__Aim of the exercise__:
Reproduce every line of the entries below verbatim, omitting the pictures.

__Data to use__:
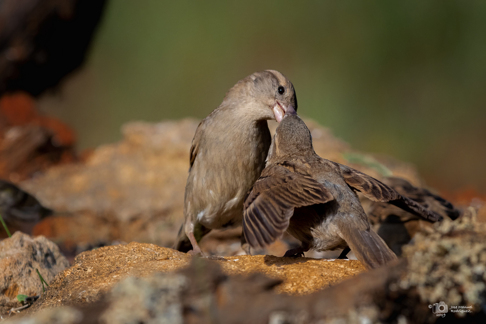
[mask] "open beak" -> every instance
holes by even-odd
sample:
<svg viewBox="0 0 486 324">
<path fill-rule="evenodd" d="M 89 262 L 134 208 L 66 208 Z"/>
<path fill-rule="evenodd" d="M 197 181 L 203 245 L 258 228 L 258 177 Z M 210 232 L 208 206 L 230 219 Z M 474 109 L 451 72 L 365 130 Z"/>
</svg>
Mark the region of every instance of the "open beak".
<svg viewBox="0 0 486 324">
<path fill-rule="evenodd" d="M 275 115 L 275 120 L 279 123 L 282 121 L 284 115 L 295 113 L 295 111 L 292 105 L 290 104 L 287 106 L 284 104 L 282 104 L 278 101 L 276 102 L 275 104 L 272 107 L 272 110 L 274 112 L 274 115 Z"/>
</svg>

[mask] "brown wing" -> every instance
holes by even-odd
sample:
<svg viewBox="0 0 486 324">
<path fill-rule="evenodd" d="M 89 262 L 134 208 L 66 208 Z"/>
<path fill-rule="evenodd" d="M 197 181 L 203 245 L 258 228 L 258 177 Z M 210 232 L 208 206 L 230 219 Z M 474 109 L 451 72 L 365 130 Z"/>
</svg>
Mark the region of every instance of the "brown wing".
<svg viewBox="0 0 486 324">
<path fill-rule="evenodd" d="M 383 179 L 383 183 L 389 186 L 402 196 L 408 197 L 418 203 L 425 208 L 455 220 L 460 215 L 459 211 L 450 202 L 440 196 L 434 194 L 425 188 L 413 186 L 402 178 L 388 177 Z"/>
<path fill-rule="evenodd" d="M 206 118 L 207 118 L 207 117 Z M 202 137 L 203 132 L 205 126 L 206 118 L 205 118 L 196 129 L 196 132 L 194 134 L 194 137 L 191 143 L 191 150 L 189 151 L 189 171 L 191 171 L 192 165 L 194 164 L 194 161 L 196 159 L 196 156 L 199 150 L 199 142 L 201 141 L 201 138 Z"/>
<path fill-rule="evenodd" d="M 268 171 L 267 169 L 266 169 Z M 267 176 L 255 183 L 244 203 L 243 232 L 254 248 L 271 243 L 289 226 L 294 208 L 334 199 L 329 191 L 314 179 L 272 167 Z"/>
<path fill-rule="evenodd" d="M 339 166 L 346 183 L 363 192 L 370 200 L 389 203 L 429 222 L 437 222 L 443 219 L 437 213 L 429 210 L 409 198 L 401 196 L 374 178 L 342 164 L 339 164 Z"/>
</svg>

__Expected output__:
[mask] "open beak" -> every instance
holes by even-odd
sample:
<svg viewBox="0 0 486 324">
<path fill-rule="evenodd" d="M 89 262 L 134 208 L 66 208 Z"/>
<path fill-rule="evenodd" d="M 197 181 L 203 245 L 258 228 L 258 177 Z M 210 232 L 208 206 L 230 219 Z M 474 109 L 451 72 L 365 130 Z"/>
</svg>
Mark the region of every instance of the "open beak".
<svg viewBox="0 0 486 324">
<path fill-rule="evenodd" d="M 275 115 L 275 120 L 279 123 L 282 121 L 284 115 L 295 113 L 295 111 L 292 105 L 290 104 L 287 106 L 284 104 L 282 104 L 278 101 L 276 102 L 275 104 L 272 107 L 272 110 L 274 112 L 274 115 Z"/>
</svg>

[mask] "brown wing" -> every instance
holes by even-odd
sample:
<svg viewBox="0 0 486 324">
<path fill-rule="evenodd" d="M 89 262 L 134 208 L 66 208 Z"/>
<path fill-rule="evenodd" d="M 197 181 L 203 245 L 258 228 L 258 177 Z M 210 232 L 208 206 L 230 219 Z M 474 109 L 451 72 L 365 130 Z"/>
</svg>
Mark the region of every instance of the "brown wing".
<svg viewBox="0 0 486 324">
<path fill-rule="evenodd" d="M 383 179 L 383 183 L 389 186 L 402 196 L 408 197 L 418 203 L 425 208 L 455 220 L 460 215 L 459 211 L 450 202 L 440 196 L 434 194 L 425 188 L 413 186 L 402 178 L 388 177 Z"/>
<path fill-rule="evenodd" d="M 206 118 L 207 118 L 207 117 Z M 202 137 L 203 132 L 205 126 L 206 118 L 205 118 L 196 129 L 196 132 L 194 134 L 194 137 L 191 143 L 191 150 L 189 151 L 189 171 L 191 171 L 192 165 L 194 164 L 194 161 L 196 159 L 196 156 L 199 150 L 199 142 L 201 141 L 201 138 Z"/>
<path fill-rule="evenodd" d="M 268 171 L 267 169 L 266 169 Z M 267 176 L 255 183 L 244 203 L 243 232 L 254 248 L 271 243 L 289 226 L 294 208 L 334 199 L 329 191 L 314 179 L 272 167 Z"/>
<path fill-rule="evenodd" d="M 339 166 L 346 183 L 363 192 L 370 200 L 389 203 L 429 222 L 437 222 L 443 219 L 437 213 L 429 210 L 409 198 L 401 196 L 374 178 L 342 164 L 339 164 Z"/>
</svg>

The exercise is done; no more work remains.